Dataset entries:
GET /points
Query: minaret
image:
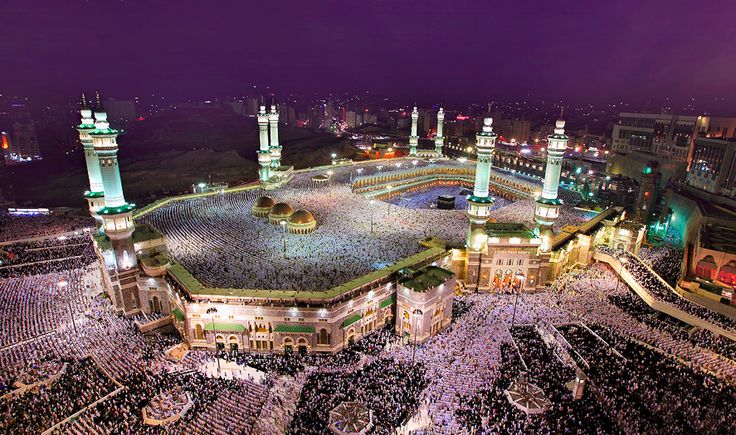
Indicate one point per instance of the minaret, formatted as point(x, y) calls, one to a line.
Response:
point(117, 214)
point(548, 205)
point(480, 202)
point(414, 138)
point(264, 154)
point(439, 139)
point(95, 195)
point(275, 148)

→ TASK REQUIREMENTS:
Look above for lines with the word "minaret" and copy them all.

→ REPLY:
Query: minaret
Indicate one point per instance of the minaret, formatted as point(x, y) calls, one to a line.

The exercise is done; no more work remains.